Il 21 maggio 1945  muore a Desenzano del Garda (Brescia) in un incidente automobilistico ALDO GASTALDI (24 anni, nome di battaglia “Bisagno“) perito elettrotecnico, militare e Partigiano.

È stato il maggior esponente del movimento di Resistenza italiana operante a Genova ed una delle figure più fulgide della lotta di Liberazione.

Prese il nome di battaglia dal torrente omonimo, il Bisagno appunto, che attraversa la città di Genova tagliandola in due. A Bisagno è stato attribuito il titolo di “Primo Partigiano d’Italia“.

Gastaldi nacque in un quartiere di Genova e in famiglia impara la fede cristiana e quel senso di severa responsabilità che lo accompagnerà sempre. Conseguito il diploma di perito elettrotecnico nel 1939, iniziò a lavorare all’Ansaldo San Giorgio di Sestri Ponente e si iscrisse nel frattempo alla facoltà di Economia e Commercio, quando nel 1941 ricevette la chiamata alle armi divenendo sottotenente del Genio.

L’annuncio dell’armistizio lo colse a Chiavari dov’era al comando di un plotone del 15° Reggimento Genio. Fu fra i primissimi ad accorrere in difesa della sua terra oppressa dai nazifascisti, partecipando a numerose azioni di guerra alla testa dei suoi partigiani che lo avevano eletto capo per il grande coraggio e l’alto spirito di sacrificio sempre ed ovunque dimostrati.

Fu così che nella Val di Cichero nell’entroterra di Chiavari (GE) nacque, con Gastaldi e alcuni comunisti del luogo, il primo gruppo di partigiani genovesi. Un mese dopo Gastaldi era già al comando  della prima formazione partigiana della zona che sarebbe poi diventata la 3a “Garibaldi”. La Brigata avrebbe assunto il nome di “Cichero” quando nel maggio del 1944 i nazifascisti dettero alle fiamme un eroico villaggio nella Val di Cichero.

Dotato di forte personalità e carisma Gastaldi era un fervente cristiano e decisamente apartitico e insieme al comunista GIOVANNI SERBANDINI (1912- 1999) stabilì per gli uomini della Divisione severe regole di comportamento con il famoso “Codice di Cichero“ che tutti i partigiani si impegnarono a rispettare  nonostante le condizioni al limite della sopravvivenza:

In attività e nelle operazioni si eseguono gli ordini dei comandanti, ci sarà poi sempre un’assemblea per discuterne la condotta; il capo viene eletto dai compagni, è il primo nelle azioni più pericolose, l’ultimo nel ricevere il cibo e il vestiario, gli spetta il turno di guardia più faticoso; alla popolazione contadina si chiede non si prende e possibilmente si paga o si ricambia quel che si riceve; non si importunano le donne; non si bestemmia.” (dal Codice di Cichero)

| Compiti ed esercizi |
A) Rispondi alle seguenti domande sul testo dedicato ad Aldo Gastaldi.
(i) Da dove prese Gastaldi il nome di battaglia "Bisagno"?
(ii) In quale anno conseguì il diploma di perito elettrotecnico?
(iii) Secondo il Codice di Cichero, come ci si comporta con la popolazione contadina?
B) Prosegui il testo dedicato ad Aldo Gastaldi, riprendendo dopo la citazione dal Codice di Cichero con cui si chiude.

[Righe di un dataset]
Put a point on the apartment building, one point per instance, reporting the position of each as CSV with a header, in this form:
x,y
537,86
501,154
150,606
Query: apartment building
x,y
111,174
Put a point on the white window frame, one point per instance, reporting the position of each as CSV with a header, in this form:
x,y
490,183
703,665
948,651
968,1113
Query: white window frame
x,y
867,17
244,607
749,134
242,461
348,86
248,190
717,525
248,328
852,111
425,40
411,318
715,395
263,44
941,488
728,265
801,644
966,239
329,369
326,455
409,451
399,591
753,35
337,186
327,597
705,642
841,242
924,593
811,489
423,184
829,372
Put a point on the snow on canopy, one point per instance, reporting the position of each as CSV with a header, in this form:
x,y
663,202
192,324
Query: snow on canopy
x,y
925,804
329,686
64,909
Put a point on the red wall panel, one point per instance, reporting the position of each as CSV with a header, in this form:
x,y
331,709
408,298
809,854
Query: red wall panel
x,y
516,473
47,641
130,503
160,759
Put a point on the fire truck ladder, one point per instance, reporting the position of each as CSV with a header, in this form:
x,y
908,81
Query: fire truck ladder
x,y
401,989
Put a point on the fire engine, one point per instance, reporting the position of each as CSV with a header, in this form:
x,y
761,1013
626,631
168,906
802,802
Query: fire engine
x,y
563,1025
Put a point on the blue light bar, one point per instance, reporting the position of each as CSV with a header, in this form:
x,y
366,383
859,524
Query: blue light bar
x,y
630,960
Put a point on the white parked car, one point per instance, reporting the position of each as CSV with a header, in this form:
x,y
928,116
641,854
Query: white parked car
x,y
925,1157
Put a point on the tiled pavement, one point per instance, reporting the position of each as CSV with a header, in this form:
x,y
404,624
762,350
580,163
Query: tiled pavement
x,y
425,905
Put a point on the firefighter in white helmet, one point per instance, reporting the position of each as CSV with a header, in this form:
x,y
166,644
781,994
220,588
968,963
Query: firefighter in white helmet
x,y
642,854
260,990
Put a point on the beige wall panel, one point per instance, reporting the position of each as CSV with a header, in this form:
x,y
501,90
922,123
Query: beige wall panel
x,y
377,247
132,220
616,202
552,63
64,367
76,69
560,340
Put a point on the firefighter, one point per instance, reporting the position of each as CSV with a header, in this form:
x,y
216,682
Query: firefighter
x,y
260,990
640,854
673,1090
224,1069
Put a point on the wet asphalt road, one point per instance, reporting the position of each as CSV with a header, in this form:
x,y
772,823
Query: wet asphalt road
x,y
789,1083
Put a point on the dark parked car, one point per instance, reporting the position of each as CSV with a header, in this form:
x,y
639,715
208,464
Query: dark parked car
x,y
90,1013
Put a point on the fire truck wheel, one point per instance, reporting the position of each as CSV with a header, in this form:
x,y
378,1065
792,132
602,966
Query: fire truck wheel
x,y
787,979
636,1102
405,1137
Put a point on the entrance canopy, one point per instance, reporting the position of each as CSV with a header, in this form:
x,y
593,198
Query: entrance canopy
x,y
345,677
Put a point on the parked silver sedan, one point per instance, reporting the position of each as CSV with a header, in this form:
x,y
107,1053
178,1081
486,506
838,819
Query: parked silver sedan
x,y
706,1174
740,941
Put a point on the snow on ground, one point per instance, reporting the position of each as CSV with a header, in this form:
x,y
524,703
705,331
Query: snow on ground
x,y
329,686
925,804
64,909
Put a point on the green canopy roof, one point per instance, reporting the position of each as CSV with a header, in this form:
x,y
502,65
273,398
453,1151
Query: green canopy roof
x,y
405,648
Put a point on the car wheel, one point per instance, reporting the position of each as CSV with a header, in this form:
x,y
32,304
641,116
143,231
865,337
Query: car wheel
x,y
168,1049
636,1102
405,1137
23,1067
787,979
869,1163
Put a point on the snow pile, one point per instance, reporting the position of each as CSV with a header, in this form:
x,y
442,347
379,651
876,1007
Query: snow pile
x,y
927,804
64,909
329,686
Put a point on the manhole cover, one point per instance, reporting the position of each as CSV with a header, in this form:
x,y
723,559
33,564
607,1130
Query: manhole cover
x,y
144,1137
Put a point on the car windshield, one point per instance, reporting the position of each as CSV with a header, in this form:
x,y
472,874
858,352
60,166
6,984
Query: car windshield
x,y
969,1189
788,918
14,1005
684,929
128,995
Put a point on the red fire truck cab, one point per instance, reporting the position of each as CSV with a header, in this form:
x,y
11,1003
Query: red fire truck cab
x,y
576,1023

| Risposte all'esercizio |
A)
(i) Dal torrente Bisagno, che attraversa la città di Genova tagliandola in due.
(ii) Nel 1939.
(iii) Alla popolazione contadina si chiede e non si prende, e possibilmente si paga o si ricambia quel che si riceve.

B)
Bisagno inoltre combatté tenacemente esponendosi sempre in prima persona contro la politicizzazione della Divisione e delle formazioni Partigiane. Come riportato da vari testi storici sulla Resistenza “Bisagno” era decisamente critico nei confronti del partitismo poiché esso avrebbe potuto:

“[....]incrinare la lotta partigiana[...]. “Noi non abbiamo un partito, noi non lottiamo per avere un domani un cadreghino (poltrona), vogliamo bene alle nostre case, vogliamo bene al nostro suolo e non vogliamo che questo sia calpestato dallo straniero, dobbiamo agire nella massima giustizia e liberi da prevenzioni”.

Gastaldi scrisse in una lettera ad un amico all’età di 21 anni:

“Io sono venuto a combattere il metodo fascista e lo combatto in chiunque sia esso bianco nero verde o color cenere… Continuerò a gridare ogniqualvolta si vogliano fare ingiustizie e griderò contro chiunque anche se il mio grido dovesse causarmi disgrazie o altro.

Bisagno fu un formidabile organizzatore di azioni di sabotaggio con cui distrusse, con molto coraggio e tecnica perfetta, importanti opere fortificate tedesche inseguendo disperdendo e catturando i nemici che spesso rimasero ammirati dalla sua audacia.

Monumento dedicato a Gastaldi a Fascia (GE)

Tra il 44 e il 45 Gastaldi era riuscito a rendere sempre più forte la Brigata – anche avvalendosi dell’apporto (soprattutto in armi) degli alpini del Battaglione “Vestone” della “Monterosa“ che aveva convinto a disertare e a passare con la Resistenza – e diventò vice comandante della VI Zona che comprendeva parte della Liguria e i territori montani delle province limitrofe del Piemonte della Lombardia e dell’Emilia.

Dissapori tra le varie formazioni partigiane (Gastaldi era spinto , come abbiamo detto, dalla coscienza dell’alto valore morale e patriottico della lotta che conduceva al di sopra di ogni partitismo e dalla sua fede religiosa) portarono poi alla divisione della “Cichero“ ma non diminuirono la sua fama.

Gastaldi morì un mese dopo la Liberazione, il 21 maggio 1945, cadendo – dal tetto della cabina – sotto le ruote del camion col quale aveva accompagnato a Riva di Trento (TR) alcuni dei suoi partigiani smobilitati. Al suo funerale partecipò una folla enorme.

Nei primi anni della Guerra Fredda intorno alla morte di Bisagno sorsero voci e sospetti (su un suo eventuale assassinio da parte di altri partigiani) per screditare l’unità del movimento partigiano, una delle cose a cui lo stesso Bisagno aveva tenuto di più.

Ma alla fine degli anni Novanta un documento firmato da ex-capi partigiani di ogni tendenza politica (cattolici, socialisti, comunisti, liberali e azionisti) mise fine alle illazioni e alle più fantasiose calunnie. I suoi resti riposano ora nel Pantheon del Cimitero monumentale di Staglieno a Genova.

Bisagno visse il suo essere partigiano e il suo impegno nella Resistenza secondo la logica che espresse in questa frase:

“Dobbiamo dare l’esempio di un’Italia rinata e sana…”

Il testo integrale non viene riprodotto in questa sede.